# [WHAT YOU HAVE TO DO]
The answer should be a faithful retyping of the records that follow, pictures excluded.
START DATA SHOWN
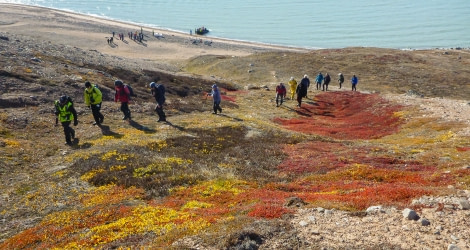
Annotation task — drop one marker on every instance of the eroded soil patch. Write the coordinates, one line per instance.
(346, 115)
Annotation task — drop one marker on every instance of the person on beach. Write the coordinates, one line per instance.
(93, 99)
(319, 80)
(293, 87)
(340, 79)
(217, 99)
(326, 81)
(302, 90)
(280, 94)
(306, 83)
(158, 92)
(65, 113)
(354, 82)
(124, 96)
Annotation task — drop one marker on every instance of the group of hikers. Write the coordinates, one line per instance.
(301, 89)
(65, 111)
(93, 98)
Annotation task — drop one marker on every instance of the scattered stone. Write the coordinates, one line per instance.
(251, 86)
(453, 237)
(303, 223)
(425, 222)
(375, 209)
(464, 204)
(294, 202)
(453, 247)
(410, 214)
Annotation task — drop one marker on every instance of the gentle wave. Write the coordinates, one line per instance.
(309, 24)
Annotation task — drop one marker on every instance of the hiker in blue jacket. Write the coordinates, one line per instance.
(354, 82)
(158, 91)
(319, 80)
(217, 99)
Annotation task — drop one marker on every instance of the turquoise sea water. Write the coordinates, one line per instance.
(402, 24)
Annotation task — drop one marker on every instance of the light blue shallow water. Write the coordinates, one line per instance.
(401, 24)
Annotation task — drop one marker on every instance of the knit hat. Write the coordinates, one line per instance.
(118, 83)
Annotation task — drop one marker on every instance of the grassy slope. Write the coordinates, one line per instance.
(153, 183)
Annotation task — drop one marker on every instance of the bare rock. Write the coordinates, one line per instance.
(410, 214)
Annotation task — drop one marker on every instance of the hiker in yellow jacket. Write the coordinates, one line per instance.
(293, 87)
(66, 113)
(93, 99)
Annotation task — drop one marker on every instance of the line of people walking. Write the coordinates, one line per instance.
(301, 89)
(66, 113)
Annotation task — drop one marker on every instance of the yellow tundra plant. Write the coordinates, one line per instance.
(147, 219)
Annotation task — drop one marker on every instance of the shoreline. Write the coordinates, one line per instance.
(70, 27)
(111, 21)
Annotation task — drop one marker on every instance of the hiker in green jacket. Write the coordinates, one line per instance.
(93, 99)
(65, 113)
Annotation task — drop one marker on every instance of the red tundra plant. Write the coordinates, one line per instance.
END DATA SHOWN
# [RESULT FOR THIS EXERCISE]
Annotation task — drop one marker on every instance of the eroded soil patch. Write the coordinates, one line per instance.
(346, 115)
Annotation task — drop one marker on every instance of the person on beach. Write the coordinates, one line per instance.
(93, 99)
(319, 80)
(293, 87)
(340, 79)
(217, 99)
(326, 81)
(302, 90)
(280, 94)
(306, 83)
(158, 92)
(65, 113)
(354, 82)
(124, 96)
Annotation task — drop one marker on every instance of the group of hikers. Write the coordinates, one line per instance.
(301, 89)
(65, 111)
(93, 98)
Annotation task — drop one marker on every instance of the scattered stone. Write the coordinates, one line per instance.
(251, 86)
(453, 237)
(303, 223)
(425, 222)
(375, 209)
(464, 204)
(294, 202)
(453, 247)
(410, 214)
Annotation task — drop one marker on every instance of the gentle wave. Write the coordinates, one line per instance.
(309, 24)
Annotation task — drop one marker on every instance of the hiker in blue jacket. Write the coordinates, one line per instance.
(354, 82)
(158, 91)
(319, 80)
(217, 99)
Annotation task — drop one marker on every instance of the turquoise sea water. Write the coordinates, one line per instance.
(402, 24)
Annotation task — drop one marker on every instance of the light blue shallow water. Write the coordinates, one line per instance.
(401, 24)
Annotation task — drop one marker on every instance of the knit hat. Write the coordinates, one line per instance.
(118, 83)
Annotation task — drop one marker on every instance of the grassy slope. Write the coordinates, one line per instance.
(153, 183)
Annotation task — drop one marker on every instance of the bare rock. Write the coordinates, one line per instance.
(410, 214)
Annotation task — drop one marker on every instance of the hiker in yellow jacket. Write the coordinates, one line per instance.
(293, 87)
(66, 113)
(93, 99)
Annotation task — drop one marker on every instance of the line of people walking. Write the coordinates, one line per instance.
(301, 89)
(66, 113)
Annotation task — drop one marker on every instance of the yellow tundra plant. Write the coordinates, one line per instance.
(147, 219)
Annotation task — drop one marker on every instance of the shoreline. Write the coordinates, one line per instance.
(70, 27)
(111, 21)
Annotation task — drop one marker on every instance of the hiker in green jacket. Write the coordinates, one line per instance.
(93, 99)
(65, 113)
Annotation task — drop one marker on every instance of the red tundra plant. Write the coordinates, one line per instance.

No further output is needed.